书面题目 => 把选定文本中从“cos_list = re.findall(pattern_cos, s)”开始、一直到“new = str(math.sin(m_a_v(old[9:-1])))”为止的部分重写一遍，其中的“sin_list”一律换成“sine_list”。

Python中缀表达式转后缀表达式并求值代码实现（可以实现小数首位是负数的运算以及sincosexp函数的运算）

在Python中可以通过两个列表来模拟栈实现中缀表达式转后缀表达式

本人小白一枚，代码是参考论坛里其他大佬的代码改的，可以实现小数首位是负数的运算，话不多说上代码。

import math
import re


def Infix_To_Suffix_value(expression):
   # 处理最开始的字符串
   def dealstr(expression):
      s = expression
      pattern_sin = r'\bmath.sin\b.*?[)]'
      pattern_cos = r'\bmath.cos\b.*?[)]'
      pattern_exp = r'\bmath.exp\b.*?[)]'
      sin_list = re.findall(pattern_sin, s)
      cos_list = re.findall(pattern_cos, s)
      exp_list = re.findall(pattern_exp, s)
      if sin_list:
         for old in sin_list:
            new = str(math.sin(m_a_v(old[9:-1])))
            # s = s.replace(old, new)

可用数据 =>

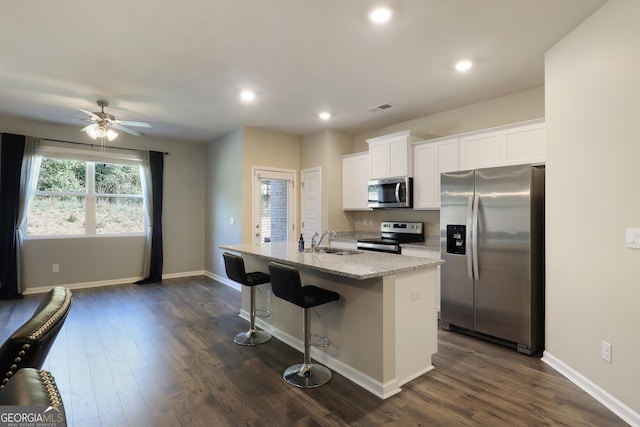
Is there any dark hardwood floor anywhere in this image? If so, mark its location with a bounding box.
[0,277,626,427]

任务回答 =>
cos_list = re.findall(pattern_cos, s)
      exp_list = re.findall(pattern_exp, s)
      if sine_list:
         for old in sine_list:
            new = str(math.sin(m_a_v(old[9:-1])))